→ Requirement:
Copy every record below verbatim, character for character.

→ Given data:
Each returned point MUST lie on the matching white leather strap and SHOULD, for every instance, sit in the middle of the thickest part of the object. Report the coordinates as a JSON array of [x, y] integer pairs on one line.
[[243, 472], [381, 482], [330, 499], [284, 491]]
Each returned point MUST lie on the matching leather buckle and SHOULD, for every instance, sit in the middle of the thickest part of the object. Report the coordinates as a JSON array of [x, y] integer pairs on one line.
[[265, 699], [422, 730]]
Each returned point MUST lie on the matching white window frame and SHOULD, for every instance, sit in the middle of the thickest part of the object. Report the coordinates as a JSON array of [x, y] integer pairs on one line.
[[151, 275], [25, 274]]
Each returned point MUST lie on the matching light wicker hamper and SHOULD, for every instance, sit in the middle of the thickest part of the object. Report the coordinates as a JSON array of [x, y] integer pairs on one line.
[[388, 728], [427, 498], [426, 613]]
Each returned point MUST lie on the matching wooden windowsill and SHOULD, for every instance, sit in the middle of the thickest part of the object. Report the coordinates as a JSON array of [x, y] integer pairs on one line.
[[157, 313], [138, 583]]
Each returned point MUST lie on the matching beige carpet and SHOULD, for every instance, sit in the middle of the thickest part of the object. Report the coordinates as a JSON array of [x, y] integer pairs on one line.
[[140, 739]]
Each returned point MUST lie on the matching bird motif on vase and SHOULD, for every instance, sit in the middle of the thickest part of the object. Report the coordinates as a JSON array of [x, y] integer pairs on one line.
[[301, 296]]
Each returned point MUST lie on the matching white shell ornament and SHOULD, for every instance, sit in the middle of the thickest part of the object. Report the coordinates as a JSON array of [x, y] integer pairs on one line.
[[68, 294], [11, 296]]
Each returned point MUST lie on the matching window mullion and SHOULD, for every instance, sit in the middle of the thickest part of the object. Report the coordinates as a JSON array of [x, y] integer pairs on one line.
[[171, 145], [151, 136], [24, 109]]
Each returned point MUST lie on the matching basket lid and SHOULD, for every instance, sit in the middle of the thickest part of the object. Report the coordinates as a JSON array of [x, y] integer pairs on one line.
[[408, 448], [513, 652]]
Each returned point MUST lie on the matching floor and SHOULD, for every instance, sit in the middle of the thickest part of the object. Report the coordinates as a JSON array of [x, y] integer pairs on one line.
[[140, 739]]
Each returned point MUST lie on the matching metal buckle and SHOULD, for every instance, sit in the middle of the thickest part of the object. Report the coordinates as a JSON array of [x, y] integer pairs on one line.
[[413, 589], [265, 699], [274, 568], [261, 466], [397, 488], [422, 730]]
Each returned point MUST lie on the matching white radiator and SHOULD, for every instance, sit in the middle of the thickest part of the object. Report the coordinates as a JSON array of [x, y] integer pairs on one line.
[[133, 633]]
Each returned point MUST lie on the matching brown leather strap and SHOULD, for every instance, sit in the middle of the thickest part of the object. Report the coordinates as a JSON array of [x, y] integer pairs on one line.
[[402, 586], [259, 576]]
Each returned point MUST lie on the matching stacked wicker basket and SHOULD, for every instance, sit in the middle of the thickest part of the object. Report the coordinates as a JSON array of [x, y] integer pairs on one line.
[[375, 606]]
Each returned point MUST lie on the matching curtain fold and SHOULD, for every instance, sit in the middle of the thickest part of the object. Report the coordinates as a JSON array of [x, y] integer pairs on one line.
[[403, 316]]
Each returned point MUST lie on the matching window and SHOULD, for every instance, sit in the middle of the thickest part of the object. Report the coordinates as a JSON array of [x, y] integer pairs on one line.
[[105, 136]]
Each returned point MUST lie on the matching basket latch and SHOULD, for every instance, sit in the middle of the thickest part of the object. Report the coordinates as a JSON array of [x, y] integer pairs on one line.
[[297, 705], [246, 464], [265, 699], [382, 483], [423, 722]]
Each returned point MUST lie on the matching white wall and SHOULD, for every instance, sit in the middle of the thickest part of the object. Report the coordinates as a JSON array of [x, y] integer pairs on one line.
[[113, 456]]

→ Result of the task:
Each returned point MUST lie on the matching white leather strap and SHOULD, for every instance, sit in the middle of the thickest part of the object. Report the coordinates as a JSON array of [x, y] integer pairs on one line.
[[243, 472], [381, 482], [330, 499], [284, 491]]
Each returned point MUST lie on the matching leather buckle and SHOULD, for every instance, sit in the middle of the thickest part of the object. Report the coordinates as a JSON array of [x, y] integer pairs on one line.
[[265, 699], [422, 730]]
Each returned point MUST lie on the matching white window frame and SHOULD, for every instance, sit in the middle of the thickest part of the object. Report the coordinates as a JSON array of [x, y] integer pairs on one line.
[[151, 275], [25, 274]]
Each returned point MUST lie on the matching light wicker hamper and SHOULD, for every instance, sit in the middle of the thickest part of the object. Report the coordinates as a JSON array of [x, y] integer pairs on one line.
[[388, 728], [427, 498], [426, 613]]
Each returned point MUST lie on the matching wooden windowsill and SHOULD, for every instance, sit in the middle of the thickest part of the object. Report the coordinates as a JSON array of [x, y] integer pairs on one line.
[[157, 313], [138, 583]]
Each returned point MUST lie on the matching beige carpet and SHOULD, for every instance, sit in the middle of the thickest part of the object. Report the coordinates as a JSON array of [x, y] integer pairs on one line.
[[140, 739]]
Each returned point MUST lie on the matching bird motif on vase and SHOULD, for every instance, sit in the middle of the thickest part of the object. Report the coordinates as a JSON array of [x, y] integer pairs on one line.
[[301, 296]]
Each returned point MUST lie on the matching white shell ornament and SHOULD, for every instance, sit in the middle of the thickest part of the object. Report the coordinates as a JSON array of [x, y] integer pairs on one line.
[[68, 294], [11, 296]]
Each returned point MUST lie on the matching window mullion and SHOULD, for every instance, sit in the middle of the thickest part of the object. Report the coordinates as a JSON array of [x, y] integer pairs on one line.
[[171, 145], [151, 136], [24, 109]]
Each returned point MUST lie on the matching basket lid and SHOULD, for every instance, sit in the middle of the thickest part of the object. Report the coordinates as a JSON array of [x, y] integer pairs on one line.
[[408, 448], [513, 652]]
Each returned point MUST lie on the matching floor and SHOULD, for every instance, sit in the middle of the thickest part of the object. Report the coordinates as a JSON array of [x, y] integer pairs on one line.
[[140, 739]]
Each returned point MUST lie on the matching metal buckle and SHOULD, for every instance, sit in the middle of the thickest part of the object. Report the coordinates as a JSON array of [x, y] integer pairs on one line.
[[413, 589], [265, 699], [274, 568], [261, 466], [397, 488], [422, 730]]
Each returned point MUST lie on the matching white radiator and SHOULD, for every instance, sit in the middle of the thickest part of the object. Report the coordinates as a JSON array of [x, y] integer pairs on one line.
[[133, 633]]
Each returned point MUST lie on the matching brown leather strap and SHOULD, for every instance, sit in the middle of the thickest part of the object. Report the coordinates as a JSON array of [x, y] integer pairs on one line.
[[402, 586], [259, 576]]
Each returned point MUST lie on the matching stacked wicker basket and SHOULD, for every instance, sit in the middle of the thickest part of the object. Report the coordinates as a JSON array of [x, y] integer pairs on one line.
[[375, 606]]
Each returned point MUST lie on the matching curtain fold and SHOULD, for every instance, sit in the middle of the thickest part of the object. Report the coordinates as a JSON array of [x, y] integer pairs on one line.
[[403, 316]]
Each returned point MUST lie on the matching window and SHOULD, for every instance, sit in the middle of the thickest part of the object. Report the coordinates as a JSON array of [x, y] integer pairs on one line.
[[105, 136]]
Each returned point MUST lie on the matching basket latch and SHOULD, for every instance, sit in the middle of the thickest part of the object. Report the coordinates as a JSON array of [x, y] integer pairs on one line.
[[297, 705], [246, 464], [265, 699], [382, 483], [423, 722]]
Each returned point MUST lie on the matching white wall and SHOULD, for every instance, sit in the middle of the thickest part of the object. Report the coordinates as a JSON array of [x, y] integer pairs on one line.
[[113, 456]]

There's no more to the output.